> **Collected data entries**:
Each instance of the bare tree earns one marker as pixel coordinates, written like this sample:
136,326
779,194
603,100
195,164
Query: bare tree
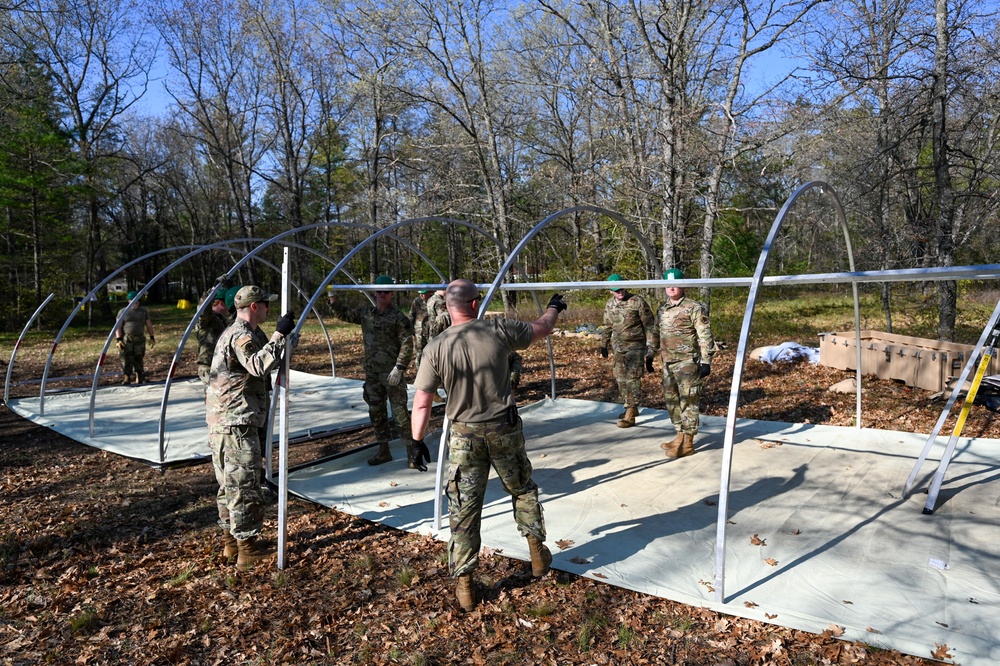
217,84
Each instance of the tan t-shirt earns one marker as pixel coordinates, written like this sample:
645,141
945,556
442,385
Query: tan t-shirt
471,361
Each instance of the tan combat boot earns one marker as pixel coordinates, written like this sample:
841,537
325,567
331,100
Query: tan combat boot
230,549
249,552
687,446
627,419
541,557
466,592
673,447
383,455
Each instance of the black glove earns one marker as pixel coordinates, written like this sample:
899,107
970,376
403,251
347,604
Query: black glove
556,302
285,323
420,456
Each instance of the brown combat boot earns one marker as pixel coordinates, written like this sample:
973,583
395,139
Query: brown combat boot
687,446
628,418
383,455
249,552
673,447
230,549
465,590
541,557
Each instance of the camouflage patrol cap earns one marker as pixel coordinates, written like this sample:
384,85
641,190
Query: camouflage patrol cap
231,296
252,294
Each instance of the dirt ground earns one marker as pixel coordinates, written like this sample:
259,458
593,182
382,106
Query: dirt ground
105,561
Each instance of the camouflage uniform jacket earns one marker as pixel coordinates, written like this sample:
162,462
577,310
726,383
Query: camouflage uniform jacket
438,318
241,368
208,329
684,332
628,324
134,323
418,315
388,337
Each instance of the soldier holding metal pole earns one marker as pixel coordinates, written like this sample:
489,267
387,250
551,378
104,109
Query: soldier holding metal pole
237,407
686,347
630,332
471,360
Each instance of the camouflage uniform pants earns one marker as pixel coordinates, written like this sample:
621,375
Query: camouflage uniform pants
682,393
376,393
473,447
237,462
132,353
628,372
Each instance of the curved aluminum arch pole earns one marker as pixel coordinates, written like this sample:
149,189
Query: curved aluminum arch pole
204,305
734,394
20,338
80,305
340,265
511,261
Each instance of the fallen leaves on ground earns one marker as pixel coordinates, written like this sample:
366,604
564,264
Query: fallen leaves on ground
104,560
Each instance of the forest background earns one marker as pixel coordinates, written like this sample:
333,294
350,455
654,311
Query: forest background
126,128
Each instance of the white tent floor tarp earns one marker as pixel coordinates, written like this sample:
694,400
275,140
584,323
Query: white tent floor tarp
126,418
817,536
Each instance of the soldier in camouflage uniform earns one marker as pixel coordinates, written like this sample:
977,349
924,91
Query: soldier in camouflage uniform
237,407
471,360
418,319
210,326
686,347
437,315
130,338
388,340
630,329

> **TASK DETAILS**: Quote every line of the entries, word for word, from the one containing "Each instance of the soldier holding" down to the end.

> **FINAL RESULT**:
Each instance of the soldier holding metal pole earns one marker as pixel coordinates, written like this sample:
489,267
387,250
551,378
104,109
Query: soldier holding metal pole
237,407
686,347
630,332
471,360
Each instance of the camouflage uniform pants earns one marker as pixel coordinates, written like this sample:
621,375
Query: camouflage uniform pants
682,393
376,393
473,447
237,462
132,353
628,372
Each instance of the curved aluminum arch pole earns one marker as pixel coordinates, written like this sample:
149,189
Query: curved aluminum arch pole
204,305
734,394
20,338
80,305
340,265
511,261
Each instance of the fallen leaves on ground earns one marker as pixel coordinates, written like this sample:
366,604
564,264
Query: fallen leaves on ground
104,560
Each instance of the forest background earns one marker as pixel coordinates, written like this sample:
333,294
350,455
654,311
Query: forest background
126,128
Each instance of the white tent floor tarp earns one marker as pixel coordinates, written like this sample:
694,400
275,140
584,323
Query: white tent floor tarp
126,418
817,536
Each instance of the soldier in camouflage uniform earns one marker as pixel coordinates, written like this sample:
977,349
924,91
Query: soldier in camouflage uniform
237,407
471,360
418,319
210,326
686,347
437,315
130,338
388,340
630,329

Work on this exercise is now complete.